**WRITTEN INSTRUCTION 1**
List every line of the records that contains the string "divided", matching case exactly.

**EXCERPTED TEXT**
IMPORTANT: No Telegram-specific logic (emoji, message length, /ingest hints) in this file.

2. Extend MemoryClient: `gateway-bot/memory_client.py`

Add method:

async def get_fact(self, user_id: str, fact_key: str, team_id: Optional[str] = None) -> Optional[Dict[str, Any]]:
    """Get single fact by key"""

Use Memory Service HTTP API, e.g.:
- GET {base_url}/facts/{fact_key} with user_id and optional team_id in query params.
- Return response.json() on 200, else None.

This method will be used by doc_service.get_doc_context.

Do not change existing public methods.

3. HTTP API for web/mobile: `gateway-bot/http_api_doc.py`

Create gateway-bot/http_api_doc.py with:

APIRouter() named router.
Import from services.doc_service:
- parse_document, ingest_document, ask_about_document, get_doc_context, and models.

Endpoints:

POST /api/doc/parse

Request (JSON body, Pydantic model ParseDocumentRequest):
- session_id: str
- doc_url: str
- file_name: str
- dao_id: str
- user_id: str
- output_mode: str = "qa_pairs"
- metadata: Optional[Dict[str, Any]]
Behaviour:
- Call parse_document(...) from doc_service.
- On failure → HTTPException(status_code=400, detail=result.error).
- On success → JSON with doc_id, qa_pairs (as list of dict), markdown, chunks_meta, raw.
POST /api/doc/ingest

Request (IngestDocumentRequest):
- session_id: str
- doc_id: Optional[str]
- doc_url: Optional[str]
- file_name: Optional[str]
- dao_id: Optional[str]
- user_id: Optional[str]
Behaviour:
- If doc_id is missing, use get_doc_context(session_id).
- Call ingest_document(...).
- Return doc_id, ingested_chunks, status.
POST /api/doc/ask

Request (AskDocumentRequest):
- session_id: str
- question: str
- doc_id: Optional[str]
- dao_id: Optional[str]
- user_id: Optional[str]
Behaviour:
- If doc_id is missing, use get_doc_context(session_id).
- Call ask_about_document(...).
- Return answer, doc_id, and sources (if any).
GET /api/doc/context/{session_id}

Behaviour:
- Use get_doc_context(session_id).
- If missing → 404.
- Else return doc_id, dao_id, user_id, doc_url, file_name, saved_at.

Optional: POST /api/doc/parse/upload stub for future file-upload handling (currently can return 501 with note to use doc_url).

4. Wire API into app: `gateway-bot/app.py`

Update app.py:

Import both routers:

from http_api import router as gateway_router
from http_api_doc import router as doc_router

Include them:

app.include_router(gateway_router, prefix="", tags=["gateway"])
app.include_router(doc_router, prefix="", tags=["docs"])

Update root endpoint / to list new endpoints:
- "POST /api/doc/parse"
- "POST /api/doc/ingest"
- "POST /api/doc/ask"
- "GET /api/doc/context/{session_id}"

5. Refactor Telegram handlers: `gateway-bot/http_api.py`

Update http_api.py so Telegram uses doc_service for PDF/ingest/RAG, keeping existing chat/voice flows.

[Position annotation records]
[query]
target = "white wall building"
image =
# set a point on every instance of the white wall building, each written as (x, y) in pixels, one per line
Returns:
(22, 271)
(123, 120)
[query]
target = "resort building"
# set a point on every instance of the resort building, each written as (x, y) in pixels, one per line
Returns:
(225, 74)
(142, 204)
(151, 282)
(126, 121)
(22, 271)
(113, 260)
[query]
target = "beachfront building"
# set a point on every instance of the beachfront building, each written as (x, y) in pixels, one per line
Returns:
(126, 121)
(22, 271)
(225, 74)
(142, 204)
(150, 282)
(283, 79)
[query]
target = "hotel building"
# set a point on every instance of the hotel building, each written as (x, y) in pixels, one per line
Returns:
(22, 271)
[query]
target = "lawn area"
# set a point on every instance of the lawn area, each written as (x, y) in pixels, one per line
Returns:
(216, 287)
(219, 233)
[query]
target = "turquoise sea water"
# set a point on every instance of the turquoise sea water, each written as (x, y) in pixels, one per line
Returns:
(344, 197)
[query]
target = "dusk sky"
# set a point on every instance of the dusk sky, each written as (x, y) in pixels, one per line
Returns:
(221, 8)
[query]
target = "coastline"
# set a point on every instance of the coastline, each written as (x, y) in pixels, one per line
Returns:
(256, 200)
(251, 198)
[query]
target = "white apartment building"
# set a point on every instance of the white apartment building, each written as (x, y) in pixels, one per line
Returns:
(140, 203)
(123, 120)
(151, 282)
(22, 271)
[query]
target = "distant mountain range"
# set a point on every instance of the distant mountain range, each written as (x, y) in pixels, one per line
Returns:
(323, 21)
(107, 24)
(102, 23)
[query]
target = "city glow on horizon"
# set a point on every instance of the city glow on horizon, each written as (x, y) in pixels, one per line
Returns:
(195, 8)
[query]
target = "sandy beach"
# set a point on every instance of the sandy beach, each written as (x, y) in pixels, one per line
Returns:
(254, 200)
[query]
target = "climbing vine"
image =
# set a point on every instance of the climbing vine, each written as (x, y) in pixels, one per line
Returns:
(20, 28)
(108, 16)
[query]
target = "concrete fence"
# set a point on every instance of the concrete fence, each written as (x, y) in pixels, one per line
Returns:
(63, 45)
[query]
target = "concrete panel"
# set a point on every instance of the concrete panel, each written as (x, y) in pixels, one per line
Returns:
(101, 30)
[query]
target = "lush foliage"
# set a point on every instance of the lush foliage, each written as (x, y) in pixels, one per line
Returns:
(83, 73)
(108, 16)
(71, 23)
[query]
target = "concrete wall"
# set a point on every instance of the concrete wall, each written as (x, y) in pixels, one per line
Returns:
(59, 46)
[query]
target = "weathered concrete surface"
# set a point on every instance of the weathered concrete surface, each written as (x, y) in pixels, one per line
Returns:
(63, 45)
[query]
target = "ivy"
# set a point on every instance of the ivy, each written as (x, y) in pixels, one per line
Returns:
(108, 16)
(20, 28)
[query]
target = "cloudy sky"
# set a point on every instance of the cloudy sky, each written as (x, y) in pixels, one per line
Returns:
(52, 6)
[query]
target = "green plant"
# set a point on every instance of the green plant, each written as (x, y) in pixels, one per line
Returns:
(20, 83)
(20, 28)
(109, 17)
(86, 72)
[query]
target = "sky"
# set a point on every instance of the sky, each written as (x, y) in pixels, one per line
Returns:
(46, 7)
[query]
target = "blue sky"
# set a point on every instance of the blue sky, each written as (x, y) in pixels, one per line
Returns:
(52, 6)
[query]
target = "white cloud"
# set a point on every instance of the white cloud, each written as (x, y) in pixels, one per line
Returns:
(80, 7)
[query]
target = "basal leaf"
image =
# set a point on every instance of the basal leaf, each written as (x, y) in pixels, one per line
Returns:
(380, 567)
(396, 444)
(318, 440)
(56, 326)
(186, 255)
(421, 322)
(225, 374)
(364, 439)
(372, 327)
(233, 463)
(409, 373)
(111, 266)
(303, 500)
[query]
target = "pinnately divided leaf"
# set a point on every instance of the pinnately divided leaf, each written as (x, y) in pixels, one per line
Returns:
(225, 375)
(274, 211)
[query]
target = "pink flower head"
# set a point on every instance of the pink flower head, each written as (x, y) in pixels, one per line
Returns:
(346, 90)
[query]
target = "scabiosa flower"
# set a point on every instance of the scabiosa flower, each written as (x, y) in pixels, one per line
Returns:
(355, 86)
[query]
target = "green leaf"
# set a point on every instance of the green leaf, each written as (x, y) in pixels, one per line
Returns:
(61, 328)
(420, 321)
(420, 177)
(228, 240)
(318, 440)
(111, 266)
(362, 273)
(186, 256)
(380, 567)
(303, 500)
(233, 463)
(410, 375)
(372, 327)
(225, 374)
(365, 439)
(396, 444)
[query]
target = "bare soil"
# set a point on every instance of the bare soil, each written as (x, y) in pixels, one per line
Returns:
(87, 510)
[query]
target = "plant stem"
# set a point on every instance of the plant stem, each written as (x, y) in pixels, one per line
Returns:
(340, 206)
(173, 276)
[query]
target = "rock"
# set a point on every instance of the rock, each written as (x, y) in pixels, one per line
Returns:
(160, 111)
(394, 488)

**WRITTEN INSTRUCTION 2**
In the excerpted text, what status code should the HTTPException use when the parse endpoint fails?

**CORRECT RESPONSE 1**
target = "pinnately divided leaf"
# set a point on every instance of the pinnately divided leaf, each written as (x, y) in pixels, one per line

**CORRECT RESPONSE 2**
400